▸ **Aim of the exercise**
Keep the pictures out and restate every record exactly.

[START OF Working data]

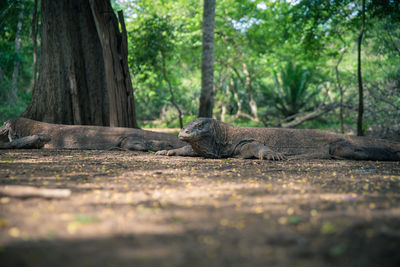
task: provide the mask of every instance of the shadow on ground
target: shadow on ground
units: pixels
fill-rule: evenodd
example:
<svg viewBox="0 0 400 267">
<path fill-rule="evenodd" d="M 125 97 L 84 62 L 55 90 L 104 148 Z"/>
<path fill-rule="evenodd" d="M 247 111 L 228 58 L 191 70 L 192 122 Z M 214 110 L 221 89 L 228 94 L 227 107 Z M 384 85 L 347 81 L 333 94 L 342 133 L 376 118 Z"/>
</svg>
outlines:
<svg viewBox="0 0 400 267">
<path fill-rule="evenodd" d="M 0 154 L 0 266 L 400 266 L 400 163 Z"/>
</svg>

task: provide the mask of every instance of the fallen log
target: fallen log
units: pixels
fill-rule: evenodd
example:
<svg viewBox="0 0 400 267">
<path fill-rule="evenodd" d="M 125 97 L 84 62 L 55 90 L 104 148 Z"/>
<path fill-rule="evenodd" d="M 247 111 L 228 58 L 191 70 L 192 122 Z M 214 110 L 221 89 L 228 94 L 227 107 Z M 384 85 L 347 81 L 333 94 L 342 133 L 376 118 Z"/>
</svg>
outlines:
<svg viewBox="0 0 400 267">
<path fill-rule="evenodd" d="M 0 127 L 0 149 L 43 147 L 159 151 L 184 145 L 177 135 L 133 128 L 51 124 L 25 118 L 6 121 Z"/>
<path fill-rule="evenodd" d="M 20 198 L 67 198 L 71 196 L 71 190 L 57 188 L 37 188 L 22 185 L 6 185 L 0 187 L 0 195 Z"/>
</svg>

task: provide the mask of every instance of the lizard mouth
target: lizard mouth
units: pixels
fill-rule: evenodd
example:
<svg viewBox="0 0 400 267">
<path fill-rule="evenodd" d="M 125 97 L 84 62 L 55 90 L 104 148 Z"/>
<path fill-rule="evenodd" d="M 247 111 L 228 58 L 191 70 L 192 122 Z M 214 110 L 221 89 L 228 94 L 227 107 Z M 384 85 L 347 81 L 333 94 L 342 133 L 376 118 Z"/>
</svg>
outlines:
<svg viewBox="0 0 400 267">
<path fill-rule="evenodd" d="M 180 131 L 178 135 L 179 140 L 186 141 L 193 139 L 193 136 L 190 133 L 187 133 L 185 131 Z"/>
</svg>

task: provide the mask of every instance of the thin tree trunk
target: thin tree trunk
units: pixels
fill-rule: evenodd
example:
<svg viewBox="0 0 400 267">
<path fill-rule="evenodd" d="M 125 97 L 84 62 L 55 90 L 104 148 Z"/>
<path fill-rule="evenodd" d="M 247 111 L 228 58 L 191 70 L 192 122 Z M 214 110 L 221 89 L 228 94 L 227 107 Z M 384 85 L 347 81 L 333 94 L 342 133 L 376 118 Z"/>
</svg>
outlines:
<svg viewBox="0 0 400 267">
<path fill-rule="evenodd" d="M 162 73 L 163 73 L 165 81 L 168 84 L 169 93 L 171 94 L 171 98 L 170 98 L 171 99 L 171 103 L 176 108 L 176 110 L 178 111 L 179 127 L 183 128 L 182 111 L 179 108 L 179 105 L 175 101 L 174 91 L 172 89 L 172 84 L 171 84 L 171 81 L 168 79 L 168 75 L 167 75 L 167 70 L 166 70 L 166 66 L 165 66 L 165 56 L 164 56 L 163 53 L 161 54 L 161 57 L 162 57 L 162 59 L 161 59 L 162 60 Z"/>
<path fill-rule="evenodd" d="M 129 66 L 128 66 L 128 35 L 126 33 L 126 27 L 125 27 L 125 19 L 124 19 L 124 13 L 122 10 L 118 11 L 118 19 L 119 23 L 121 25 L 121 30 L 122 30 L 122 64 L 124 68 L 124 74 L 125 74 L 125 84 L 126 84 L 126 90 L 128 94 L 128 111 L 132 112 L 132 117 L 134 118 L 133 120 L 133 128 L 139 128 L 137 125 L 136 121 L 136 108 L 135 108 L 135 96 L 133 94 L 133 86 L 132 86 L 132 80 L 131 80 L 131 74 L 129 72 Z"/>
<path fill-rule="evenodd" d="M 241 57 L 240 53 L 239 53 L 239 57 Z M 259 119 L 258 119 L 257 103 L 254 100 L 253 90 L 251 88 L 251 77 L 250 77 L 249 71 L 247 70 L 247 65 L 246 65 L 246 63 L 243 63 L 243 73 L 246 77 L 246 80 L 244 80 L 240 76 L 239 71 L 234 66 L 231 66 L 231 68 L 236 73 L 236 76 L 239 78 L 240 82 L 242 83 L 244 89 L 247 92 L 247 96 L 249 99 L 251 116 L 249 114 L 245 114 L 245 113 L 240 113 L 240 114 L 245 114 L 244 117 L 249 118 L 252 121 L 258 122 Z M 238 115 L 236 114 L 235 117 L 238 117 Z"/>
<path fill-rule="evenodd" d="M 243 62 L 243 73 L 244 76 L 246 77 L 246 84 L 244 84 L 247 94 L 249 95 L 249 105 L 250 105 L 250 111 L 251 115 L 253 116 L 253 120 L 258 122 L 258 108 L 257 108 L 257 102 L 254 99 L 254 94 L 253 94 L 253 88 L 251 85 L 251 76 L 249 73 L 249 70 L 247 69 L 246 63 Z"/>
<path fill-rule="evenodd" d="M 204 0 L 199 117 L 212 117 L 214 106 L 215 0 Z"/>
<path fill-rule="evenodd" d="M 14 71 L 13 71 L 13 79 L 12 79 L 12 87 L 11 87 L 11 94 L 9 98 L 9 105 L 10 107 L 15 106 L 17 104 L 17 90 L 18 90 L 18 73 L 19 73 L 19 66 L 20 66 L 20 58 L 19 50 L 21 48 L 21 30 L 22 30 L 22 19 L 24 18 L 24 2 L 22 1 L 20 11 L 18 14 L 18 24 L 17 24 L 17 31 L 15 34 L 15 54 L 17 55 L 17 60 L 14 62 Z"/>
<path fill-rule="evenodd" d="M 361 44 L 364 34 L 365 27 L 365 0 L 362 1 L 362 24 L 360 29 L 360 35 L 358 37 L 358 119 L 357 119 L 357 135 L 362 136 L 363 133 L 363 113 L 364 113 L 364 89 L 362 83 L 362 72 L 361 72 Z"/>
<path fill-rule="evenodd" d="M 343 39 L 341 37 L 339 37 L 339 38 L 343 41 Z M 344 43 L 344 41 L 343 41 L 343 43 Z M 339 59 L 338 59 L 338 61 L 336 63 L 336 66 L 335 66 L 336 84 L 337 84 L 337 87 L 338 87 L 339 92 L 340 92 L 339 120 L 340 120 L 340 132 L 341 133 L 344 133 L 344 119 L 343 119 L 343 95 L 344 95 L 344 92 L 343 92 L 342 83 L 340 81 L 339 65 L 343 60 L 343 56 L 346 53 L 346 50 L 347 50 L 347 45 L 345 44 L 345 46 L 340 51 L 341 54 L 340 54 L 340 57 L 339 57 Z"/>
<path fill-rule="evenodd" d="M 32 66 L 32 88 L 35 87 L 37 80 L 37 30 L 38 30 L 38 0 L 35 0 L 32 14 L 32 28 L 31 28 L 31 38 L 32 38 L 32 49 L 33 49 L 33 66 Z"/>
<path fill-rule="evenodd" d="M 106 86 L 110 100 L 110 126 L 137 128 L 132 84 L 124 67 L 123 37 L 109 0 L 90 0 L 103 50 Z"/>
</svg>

[END OF Working data]

▸ **Solution for this problem**
task: provide the mask of every instance of the shadow on ground
target: shadow on ground
units: pixels
fill-rule: evenodd
example:
<svg viewBox="0 0 400 267">
<path fill-rule="evenodd" d="M 125 97 L 84 62 L 55 90 L 104 148 Z"/>
<path fill-rule="evenodd" d="M 247 111 L 228 58 L 191 70 L 192 122 Z M 214 110 L 221 89 L 228 94 L 227 107 Z M 384 85 L 347 81 L 333 94 L 342 133 L 376 118 Z"/>
</svg>
outlines:
<svg viewBox="0 0 400 267">
<path fill-rule="evenodd" d="M 0 154 L 0 266 L 400 266 L 400 163 Z"/>
</svg>

task: provide the mask of every instance of the fallen log
target: fallen log
units: pixels
fill-rule: evenodd
example:
<svg viewBox="0 0 400 267">
<path fill-rule="evenodd" d="M 125 97 L 84 62 L 55 90 L 104 148 Z"/>
<path fill-rule="evenodd" d="M 247 111 L 228 58 L 191 70 L 192 122 Z M 214 110 L 221 89 L 228 94 L 227 107 Z M 384 85 L 347 81 L 333 94 L 342 133 L 376 118 Z"/>
</svg>
outlines:
<svg viewBox="0 0 400 267">
<path fill-rule="evenodd" d="M 0 127 L 0 149 L 43 147 L 159 151 L 184 145 L 177 135 L 133 128 L 51 124 L 25 118 L 6 121 Z"/>
<path fill-rule="evenodd" d="M 20 198 L 67 198 L 71 196 L 71 190 L 57 188 L 37 188 L 22 185 L 6 185 L 0 187 L 0 195 Z"/>
</svg>

task: provide the mask of every instance of the lizard mouth
target: lizard mouth
units: pixels
fill-rule: evenodd
example:
<svg viewBox="0 0 400 267">
<path fill-rule="evenodd" d="M 125 97 L 84 62 L 55 90 L 104 148 Z"/>
<path fill-rule="evenodd" d="M 247 111 L 228 58 L 191 70 L 192 122 Z M 214 110 L 221 89 L 228 94 L 227 107 Z M 384 85 L 347 81 L 333 94 L 342 133 L 376 118 Z"/>
</svg>
outlines:
<svg viewBox="0 0 400 267">
<path fill-rule="evenodd" d="M 180 131 L 178 135 L 179 140 L 186 141 L 193 139 L 193 136 L 190 133 L 187 133 L 185 131 Z"/>
</svg>

task: provide the mask of every instance of the thin tree trunk
target: thin tree trunk
units: pixels
fill-rule: evenodd
example:
<svg viewBox="0 0 400 267">
<path fill-rule="evenodd" d="M 125 97 L 84 62 L 55 90 L 104 148 Z"/>
<path fill-rule="evenodd" d="M 247 111 L 228 58 L 191 70 L 192 122 Z M 214 110 L 221 89 L 228 94 L 227 107 Z M 384 85 L 347 81 L 333 94 L 342 133 L 376 118 Z"/>
</svg>
outlines:
<svg viewBox="0 0 400 267">
<path fill-rule="evenodd" d="M 162 73 L 163 73 L 165 81 L 168 84 L 169 93 L 171 94 L 171 98 L 170 98 L 171 99 L 171 103 L 176 108 L 176 110 L 178 111 L 179 127 L 183 128 L 182 111 L 179 108 L 179 105 L 175 101 L 174 91 L 172 89 L 172 84 L 171 84 L 171 81 L 168 79 L 168 75 L 167 75 L 167 70 L 166 70 L 166 66 L 165 66 L 165 56 L 164 56 L 163 53 L 161 54 L 161 57 L 162 57 L 162 59 L 161 59 L 162 60 Z"/>
<path fill-rule="evenodd" d="M 129 66 L 128 66 L 128 35 L 126 33 L 126 27 L 125 27 L 125 19 L 124 19 L 124 13 L 122 10 L 118 11 L 118 19 L 119 23 L 121 25 L 121 30 L 122 30 L 122 64 L 124 68 L 124 74 L 125 74 L 125 84 L 126 84 L 126 90 L 128 94 L 128 111 L 132 112 L 132 117 L 134 118 L 133 120 L 133 128 L 139 128 L 137 125 L 136 121 L 136 108 L 135 108 L 135 96 L 133 94 L 133 86 L 132 86 L 132 80 L 131 80 L 131 74 L 129 72 Z"/>
<path fill-rule="evenodd" d="M 241 57 L 240 53 L 239 53 L 239 57 Z M 259 119 L 258 119 L 257 103 L 254 100 L 253 90 L 251 88 L 251 77 L 250 77 L 249 71 L 247 70 L 247 65 L 246 65 L 246 63 L 243 63 L 243 73 L 246 77 L 246 80 L 244 80 L 240 76 L 239 71 L 234 66 L 231 66 L 231 68 L 236 73 L 236 76 L 239 78 L 240 82 L 242 83 L 244 89 L 247 92 L 247 96 L 249 99 L 251 116 L 249 114 L 245 114 L 245 113 L 240 113 L 240 114 L 245 114 L 244 117 L 249 118 L 252 121 L 258 122 Z M 238 115 L 236 114 L 235 117 L 238 117 Z"/>
<path fill-rule="evenodd" d="M 243 62 L 243 73 L 244 76 L 246 77 L 246 84 L 244 84 L 247 94 L 249 95 L 249 105 L 250 105 L 250 111 L 251 115 L 253 116 L 253 120 L 258 122 L 258 108 L 257 108 L 257 102 L 254 99 L 254 94 L 253 94 L 253 88 L 251 85 L 251 76 L 249 73 L 249 70 L 247 69 L 246 63 Z"/>
<path fill-rule="evenodd" d="M 204 0 L 199 117 L 212 117 L 214 106 L 215 0 Z"/>
<path fill-rule="evenodd" d="M 14 71 L 13 71 L 13 79 L 12 79 L 12 87 L 11 87 L 11 94 L 9 98 L 9 105 L 10 107 L 15 106 L 17 104 L 17 90 L 18 90 L 18 73 L 19 73 L 19 66 L 20 66 L 20 58 L 19 50 L 21 48 L 21 30 L 22 30 L 22 19 L 24 18 L 24 2 L 22 1 L 20 11 L 18 14 L 18 24 L 17 24 L 17 31 L 15 34 L 15 54 L 17 55 L 17 60 L 14 62 Z"/>
<path fill-rule="evenodd" d="M 361 44 L 364 34 L 365 27 L 365 0 L 362 1 L 362 24 L 360 29 L 360 35 L 358 37 L 358 119 L 357 119 L 357 135 L 362 136 L 363 133 L 363 113 L 364 113 L 364 89 L 362 83 L 362 72 L 361 72 Z"/>
<path fill-rule="evenodd" d="M 343 39 L 341 37 L 339 37 L 339 38 L 343 41 Z M 344 43 L 344 41 L 343 41 L 343 43 Z M 339 59 L 338 59 L 338 61 L 336 63 L 336 66 L 335 66 L 336 84 L 337 84 L 337 87 L 338 87 L 339 92 L 340 92 L 339 120 L 340 120 L 340 132 L 341 133 L 344 133 L 344 119 L 343 119 L 343 95 L 344 95 L 344 92 L 343 92 L 342 83 L 340 81 L 339 65 L 343 60 L 343 56 L 346 53 L 346 50 L 347 50 L 347 45 L 345 44 L 345 46 L 340 51 L 341 54 L 340 54 L 340 57 L 339 57 Z"/>
<path fill-rule="evenodd" d="M 32 66 L 32 88 L 35 87 L 37 80 L 37 30 L 38 30 L 38 0 L 35 0 L 32 14 L 32 28 L 31 28 L 31 38 L 32 38 L 32 49 L 33 49 L 33 66 Z"/>
<path fill-rule="evenodd" d="M 106 86 L 110 100 L 110 126 L 137 128 L 132 84 L 124 67 L 123 37 L 109 0 L 90 0 L 103 50 Z"/>
</svg>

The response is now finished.